- [Problems to solve]:
a) In two sentences, summarize the forum thread on driving from Connecticut to Virginia Beach.
b) From the forum thread on driving from Connecticut to Virginia Beach, copy out word for word the passage starting at "## goofygirl17 (Jun" and ending at "95 though NY.".

═════ Page extract ═════

# CT to Va Beach ?s



## goofygirl17 (Jun 15, 2009)

Hi all, 
We're going to Va Beach in a few weeks (swapped my mother's timeshare) and I'm trying to figure out the best route to take.  We're leaving from the New Haven area on July 10th around 9 am.  We're going to make it a two day trip and stay somewhere overnight so the kids can swim, play etc and then go the rest of the way on Saturday.  Last time we went (2 years ago) we stopped at a Hampton Inn right before the Delaware Bridge.  I haven't figured out where to stop this time.

I think we're going to take the Merritt pkwy and then I'm not sure which way to go.  Last summer we went to Avalon, NJ so we took the merritt to the tappan zee bridge to 287 to 87 to the Garden State.  I'm not sure how I should change that route to head to VA.  I've tried using mapquest but can't get it to avoid 95 though NY.

I'd appreciate any and all advice regarding the best route to take.  I know we're going to go down rte 13 and over the chesapeke bay bridge tunnel but I'm not sure of the best way to get there to avoid traffic.

Thanks!
Goofygirl


----------



## wackymother (Jun 15, 2009)

To avoid New York City, you could take 287 to cross at the Tappan Zee Bridge rather than the George Washington Bridge, then take the Palisades Interstate Parkway south to join up with 95 in Fort Lee.


----------



## Miss Marty (Jun 15, 2009)

*Driving directions from New Castle, De to Virginia Beach, VA*

*
From: New Castle, Delaware  *

Take Dupont Hwy/US-13/US-40 
Stay on S Dupont Hwy/US-13 

Continue to follow US-13
Continue on Delaware Rt 1 S 
New Rt 1 is a Partial toll road  

Slight right at Puncheon Run Connector 
(signs for Norfolk/US-13/Salisbury, MD) 

S Dupont Hwy/Old Camden Rd/US-13 
Continue to follow US-13
Delaware - Maryland State Line

Take the ramp onto US-13 S/US-50 E 

Salisbury, Maryland has a few fast food
restuarants and hotels/shopping areas
Nice place to stop and take a break....

═════ Source information ═════

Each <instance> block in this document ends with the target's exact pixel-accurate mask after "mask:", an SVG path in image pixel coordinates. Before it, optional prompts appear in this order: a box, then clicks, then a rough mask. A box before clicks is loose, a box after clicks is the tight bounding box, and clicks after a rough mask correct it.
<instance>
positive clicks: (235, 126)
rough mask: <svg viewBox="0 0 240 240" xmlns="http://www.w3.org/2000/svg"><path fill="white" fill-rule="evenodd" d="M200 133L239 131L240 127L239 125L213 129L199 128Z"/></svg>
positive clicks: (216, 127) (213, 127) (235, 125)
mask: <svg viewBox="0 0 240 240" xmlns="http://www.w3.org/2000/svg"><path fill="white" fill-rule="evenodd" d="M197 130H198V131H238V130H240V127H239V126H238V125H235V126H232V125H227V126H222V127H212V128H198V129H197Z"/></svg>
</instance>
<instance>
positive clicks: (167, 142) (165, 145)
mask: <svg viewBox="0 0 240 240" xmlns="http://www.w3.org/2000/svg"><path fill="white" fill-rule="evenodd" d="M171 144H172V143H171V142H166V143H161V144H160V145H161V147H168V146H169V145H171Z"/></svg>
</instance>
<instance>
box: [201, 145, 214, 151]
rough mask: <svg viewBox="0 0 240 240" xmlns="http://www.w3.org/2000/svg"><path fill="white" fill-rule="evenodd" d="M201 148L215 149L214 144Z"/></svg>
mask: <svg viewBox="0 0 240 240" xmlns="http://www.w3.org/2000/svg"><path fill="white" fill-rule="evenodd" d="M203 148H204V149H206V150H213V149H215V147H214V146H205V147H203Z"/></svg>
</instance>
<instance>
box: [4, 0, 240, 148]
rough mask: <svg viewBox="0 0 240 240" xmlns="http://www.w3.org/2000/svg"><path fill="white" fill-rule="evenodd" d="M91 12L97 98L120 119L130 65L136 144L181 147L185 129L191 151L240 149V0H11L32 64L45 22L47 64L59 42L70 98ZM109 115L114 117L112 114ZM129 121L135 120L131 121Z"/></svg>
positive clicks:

═════

- [Answers below]:
a) A poster leaving the New Haven area on July 10 plans a two-day drive to Virginia Beach with an overnight stop and asks for the best route, wanting to avoid traffic and I-95 through New York. Replies suggest crossing at the Tappan Zee Bridge and taking the Palisades Interstate Parkway to join 95 in Fort Lee, and give directions from New Castle, Delaware, along US-13, with Salisbury, Maryland, named as a nice place to take a break.

b)
## goofygirl17 (Jun 15, 2009)

Hi all, 
We're going to Va Beach in a few weeks (swapped my mother's timeshare) and I'm trying to figure out the best route to take.  We're leaving from the New Haven area on July 10th around 9 am.  We're going to make it a two day trip and stay somewhere overnight so the kids can swim, play etc and then go the rest of the way on Saturday.  Last time we went (2 years ago) we stopped at a Hampton Inn right before the Delaware Bridge.  I haven't figured out where to stop this time.

I think we're going to take the Merritt pkwy and then I'm not sure which way to go.  Last summer we went to Avalon, NJ so we took the merritt to the tappan zee bridge to 287 to 87 to the Garden State.  I'm not sure how I should change that route to head to VA.  I've tried using mapquest but can't get it to avoid 95 though NY.